__JOB__.
Return the whole listing, keeping every character the same.
═══ DATA EXTRACT
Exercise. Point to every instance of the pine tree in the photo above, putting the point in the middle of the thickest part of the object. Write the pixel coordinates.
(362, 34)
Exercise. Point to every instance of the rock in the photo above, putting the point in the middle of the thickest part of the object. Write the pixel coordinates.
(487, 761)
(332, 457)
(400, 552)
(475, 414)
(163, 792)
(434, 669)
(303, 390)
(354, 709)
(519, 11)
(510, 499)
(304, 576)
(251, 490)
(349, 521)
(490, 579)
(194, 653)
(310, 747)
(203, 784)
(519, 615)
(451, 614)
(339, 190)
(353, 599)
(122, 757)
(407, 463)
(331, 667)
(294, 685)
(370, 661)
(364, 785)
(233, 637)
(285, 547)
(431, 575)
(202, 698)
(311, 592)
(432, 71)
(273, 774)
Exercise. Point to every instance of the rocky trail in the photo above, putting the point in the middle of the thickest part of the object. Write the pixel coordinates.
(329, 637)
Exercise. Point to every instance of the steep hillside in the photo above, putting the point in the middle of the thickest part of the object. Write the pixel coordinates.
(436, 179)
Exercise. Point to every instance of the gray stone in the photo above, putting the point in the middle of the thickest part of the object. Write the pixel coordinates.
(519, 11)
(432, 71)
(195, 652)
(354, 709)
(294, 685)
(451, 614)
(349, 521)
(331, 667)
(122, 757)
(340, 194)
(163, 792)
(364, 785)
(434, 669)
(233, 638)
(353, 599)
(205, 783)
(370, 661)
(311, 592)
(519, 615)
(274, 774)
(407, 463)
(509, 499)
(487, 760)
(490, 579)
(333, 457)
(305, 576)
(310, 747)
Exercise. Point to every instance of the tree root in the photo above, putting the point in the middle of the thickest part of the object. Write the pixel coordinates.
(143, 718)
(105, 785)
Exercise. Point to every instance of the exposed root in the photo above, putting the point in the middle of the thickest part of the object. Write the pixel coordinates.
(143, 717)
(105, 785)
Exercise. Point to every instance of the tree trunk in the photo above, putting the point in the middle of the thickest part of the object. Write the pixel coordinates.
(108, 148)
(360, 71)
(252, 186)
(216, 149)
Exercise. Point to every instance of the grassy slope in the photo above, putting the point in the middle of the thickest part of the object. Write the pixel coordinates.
══════
__RESPONSE TO THIS TASK__.
Exercise. Point to every instance of the pine tree in the photo above, putting the point in the middle of the thickest part of the object. Write the pixel coordinates.
(362, 34)
Exercise. Point to every instance of the rock in the photo above, putting the point in the middle of the thickest part of the object. Write the pixel coordinates.
(487, 761)
(332, 457)
(400, 552)
(475, 414)
(163, 792)
(434, 669)
(303, 390)
(354, 709)
(519, 11)
(510, 499)
(304, 576)
(251, 490)
(349, 521)
(490, 579)
(194, 653)
(310, 747)
(203, 784)
(519, 615)
(451, 614)
(339, 190)
(353, 599)
(122, 757)
(407, 463)
(331, 667)
(294, 685)
(370, 661)
(364, 785)
(233, 637)
(285, 547)
(431, 575)
(202, 698)
(311, 592)
(432, 71)
(273, 774)
Exercise. Point to every instance of the rocky trail in the photo above, putting the point in the middle of the thickest part of the object. Write the pixel coordinates.
(329, 637)
Exercise. Point to every instance of the steep hillside in the photo above, putting the point in the middle of the thickest part of the object. Write the pixel coordinates.
(436, 179)
Exercise. Point to every instance of the gray stone in the photo above, putting the point in the middle of the thickest part of the object. Write the pixel coordinates.
(519, 11)
(432, 71)
(195, 652)
(354, 709)
(294, 685)
(451, 614)
(349, 521)
(331, 667)
(122, 757)
(340, 194)
(163, 792)
(364, 785)
(434, 669)
(233, 638)
(353, 599)
(205, 783)
(370, 661)
(311, 592)
(519, 615)
(274, 774)
(407, 463)
(509, 499)
(487, 760)
(490, 579)
(333, 457)
(305, 576)
(310, 747)
Exercise. Point to every instance of the tree root in the photo above, putting the point in the middle of the thickest part of the object. Write the pixel coordinates.
(143, 718)
(105, 785)
Exercise. Point to every instance of the exposed root in the photo above, putting the point in the middle of the thickest part of the object. Write the pixel coordinates.
(143, 717)
(105, 785)
Exercise. Point to every instance of the tree trunk in the photo above, putting the point in the middle of the thickest part of the object. Write the pixel coordinates.
(108, 148)
(360, 71)
(252, 186)
(216, 149)
Exercise. Point to every instance of the grassy slope in the photo above, putting the point in the middle of the thickest part of the object. Write the pixel coordinates.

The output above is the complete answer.